→ **Stated problem**
Write the lines from the first one through the line containing "[244,139,278,158]" as a numbered list, with both ends included and blank lines left out.

◇ ◇ ◇ ◇ ◇ ◇ ◇

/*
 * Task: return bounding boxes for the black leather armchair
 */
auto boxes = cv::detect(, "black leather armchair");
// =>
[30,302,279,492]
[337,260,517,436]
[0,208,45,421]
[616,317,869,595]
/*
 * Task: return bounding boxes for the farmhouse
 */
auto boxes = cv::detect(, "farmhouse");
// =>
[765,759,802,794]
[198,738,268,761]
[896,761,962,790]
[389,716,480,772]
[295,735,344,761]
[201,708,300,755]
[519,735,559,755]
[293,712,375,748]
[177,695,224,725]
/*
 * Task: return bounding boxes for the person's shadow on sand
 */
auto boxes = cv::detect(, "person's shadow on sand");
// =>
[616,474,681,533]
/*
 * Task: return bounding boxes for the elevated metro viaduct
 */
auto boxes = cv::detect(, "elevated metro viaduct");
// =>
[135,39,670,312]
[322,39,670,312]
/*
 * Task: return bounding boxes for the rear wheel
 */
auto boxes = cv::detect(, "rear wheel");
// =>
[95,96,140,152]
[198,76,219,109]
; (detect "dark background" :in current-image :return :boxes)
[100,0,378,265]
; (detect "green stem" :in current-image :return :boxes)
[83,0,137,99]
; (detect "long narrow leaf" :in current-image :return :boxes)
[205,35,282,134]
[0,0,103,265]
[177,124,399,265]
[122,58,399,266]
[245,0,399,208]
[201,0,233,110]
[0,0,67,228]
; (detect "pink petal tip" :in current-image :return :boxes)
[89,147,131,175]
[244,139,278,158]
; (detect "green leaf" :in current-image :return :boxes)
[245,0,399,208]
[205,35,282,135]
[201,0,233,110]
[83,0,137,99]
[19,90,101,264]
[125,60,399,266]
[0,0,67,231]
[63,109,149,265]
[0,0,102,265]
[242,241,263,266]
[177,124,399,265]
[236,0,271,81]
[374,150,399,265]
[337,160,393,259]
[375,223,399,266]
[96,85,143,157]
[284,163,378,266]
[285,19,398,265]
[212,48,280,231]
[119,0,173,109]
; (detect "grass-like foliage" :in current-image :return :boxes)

◇ ◇ ◇ ◇ ◇ ◇ ◇

→ **Answer to the exercise**
1. /*
2.  * Task: return bounding boxes for the black leather armchair
3.  */
4. auto boxes = cv::detect(, "black leather armchair");
5. // =>
6. [30,302,279,492]
7. [337,260,517,436]
8. [0,208,45,421]
9. [616,317,869,595]
10. /*
11.  * Task: return bounding boxes for the farmhouse
12.  */
13. auto boxes = cv::detect(, "farmhouse");
14. // =>
15. [765,759,802,794]
16. [198,738,268,761]
17. [896,761,962,790]
18. [389,716,480,772]
19. [295,735,344,761]
20. [201,708,300,755]
21. [519,735,559,755]
22. [293,712,375,748]
23. [177,695,224,725]
24. /*
25.  * Task: return bounding boxes for the person's shadow on sand
26.  */
27. auto boxes = cv::detect(, "person's shadow on sand");
28. // =>
29. [616,474,681,533]
30. /*
31.  * Task: return bounding boxes for the elevated metro viaduct
32.  */
33. auto boxes = cv::detect(, "elevated metro viaduct");
34. // =>
35. [135,39,670,312]
36. [322,39,670,312]
37. /*
38.  * Task: return bounding boxes for the rear wheel
39.  */
40. auto boxes = cv::detect(, "rear wheel");
41. // =>
42. [95,96,140,152]
43. [198,76,219,109]
44. ; (detect "dark background" :in current-image :return :boxes)
45. [100,0,378,265]
46. ; (detect "green stem" :in current-image :return :boxes)
47. [83,0,137,99]
48. ; (detect "long narrow leaf" :in current-image :return :boxes)
49. [205,35,282,134]
50. [0,0,103,265]
51. [177,124,399,265]
52. [122,58,399,266]
53. [245,0,399,208]
54. [201,0,233,110]
55. [0,0,67,228]
56. ; (detect "pink petal tip" :in current-image :return :boxes)
57. [89,147,131,175]
58. [244,139,278,158]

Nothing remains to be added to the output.